Telles sont  les observations que  j’ai  voulu faire à double titre : premièrement  en tant que citoyen, produit de la première réforme éducative (1958), et deuxièmement en tant qu’acteur dans les deux autres réformes, celle de 1991 et celle de 2002.  Et, c’est peut-être, à ce  deuxième titre, que j’ai voulu  participer au débat,  tout en sachant que la plupart des anciens de l’éducation  ont le plus souvent rompu tout lien  avec l’éducation, et ils ont choisi de ne plus en parler, en dépit de leur expertise et leurs compétences qui les qualifieraient pour étudier et évaluer  le système éducatif   ; au moment où  la scène national est envahi par  des gens qui parlent de l'éducation et jugent l'école , parfois en connaissance de cause,  mais la plupart du temps en ignorant de quoi  ils parlent.


Nous ne nions pas que l'éducation est une affaire  nationale, et que tout citoyen a le droit de connaître la politique éducative de son pays, et de  contribuer à la définition de ses finalités, qui sont d’ordre   politique par excellence ; et c’est  là  le rôle des partis politiques, des organisations nationales compétentes,  loin des enchères  politiciennes et des querelles  de chapelle ;  mais on se demande si ces différentes parties sont prêtes , aujourd'hui,  pour se mettre d’accord  sur un projet national, pour une école qui forme  le citoyen  souhaité et la société de demain? Mais à la lumière des tiraillements  et  des joutes qui marquent la scène politique, nous pensons que la tâche ne sera pas aisée, même si certains pensent le contraire, en avançant  que la  nouvelle Constitution a tranché  les  questions litigieuses ; il nous semble que ce n’est pas tout à fait exact, car la liste des questions litigeuses est encore longue,  et chaque partie a sa propre opinion sur les caractéristiques du futur citoyen.

## TRAVAIL DEMANDÉ
1) Recopiez fidèlement le passage du texte sur les réformes éducatives, en commençant aux mots « Telles sont  les » et en vous arrêtant après « quoi  ils parlent. ».
2) Répondez brièvement aux questions suivantes sur le texte consacré aux réformes éducatives.
(a) En quelle année a eu lieu la première réforme éducative ?
(b) De quelles années datent les deux autres réformes mentionnées ?
(c) Que certains avancent-ils au sujet de la nouvelle Constitution ?

## DONNÉES
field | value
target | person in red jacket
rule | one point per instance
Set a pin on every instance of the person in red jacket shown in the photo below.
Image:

--

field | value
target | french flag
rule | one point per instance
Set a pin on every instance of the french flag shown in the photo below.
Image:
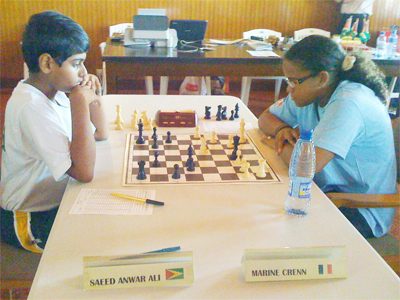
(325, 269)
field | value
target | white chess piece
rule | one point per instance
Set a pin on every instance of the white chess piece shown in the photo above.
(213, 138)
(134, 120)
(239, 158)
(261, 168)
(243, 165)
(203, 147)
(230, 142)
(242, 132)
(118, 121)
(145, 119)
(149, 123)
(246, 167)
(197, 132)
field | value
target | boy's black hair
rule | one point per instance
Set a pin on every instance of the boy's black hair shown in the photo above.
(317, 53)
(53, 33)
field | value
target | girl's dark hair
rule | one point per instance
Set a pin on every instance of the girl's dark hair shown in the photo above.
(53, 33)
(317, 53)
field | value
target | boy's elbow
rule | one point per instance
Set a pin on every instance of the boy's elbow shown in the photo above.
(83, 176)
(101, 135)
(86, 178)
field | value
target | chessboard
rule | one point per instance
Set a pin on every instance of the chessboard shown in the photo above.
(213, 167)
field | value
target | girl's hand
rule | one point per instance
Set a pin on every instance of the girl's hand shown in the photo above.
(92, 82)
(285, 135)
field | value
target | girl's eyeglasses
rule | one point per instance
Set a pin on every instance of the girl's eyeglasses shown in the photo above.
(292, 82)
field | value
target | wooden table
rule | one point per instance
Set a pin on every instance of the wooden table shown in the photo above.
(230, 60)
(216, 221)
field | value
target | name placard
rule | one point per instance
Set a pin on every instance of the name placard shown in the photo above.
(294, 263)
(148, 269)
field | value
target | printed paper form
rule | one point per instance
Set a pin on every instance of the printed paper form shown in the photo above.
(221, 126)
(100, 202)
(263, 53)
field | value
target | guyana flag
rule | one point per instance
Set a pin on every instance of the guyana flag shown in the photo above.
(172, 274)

## RÉPONSES ATTENDUES
1)
Telles sont  les observations que  j’ai  voulu faire à double titre : premièrement  en tant que citoyen, produit de la première réforme éducative (1958), et deuxièmement en tant qu’acteur dans les deux autres réformes, celle de 1991 et celle de 2002.  Et, c’est peut-être, à ce  deuxième titre, que j’ai voulu  participer au débat,  tout en sachant que la plupart des anciens de l’éducation  ont le plus souvent rompu tout lien  avec l’éducation, et ils ont choisi de ne plus en parler, en dépit de leur expertise et leurs compétences qui les qualifieraient pour étudier et évaluer  le système éducatif   ; au moment où  la scène national est envahi par  des gens qui parlent de l'éducation et jugent l'école , parfois en connaissance de cause,  mais la plupart du temps en ignorant de quoi  ils parlent.

2)
(a) En 1958.
(b) De 1991 et de 2002.
(c) Ils avancent qu'elle a tranché les questions litigieuses.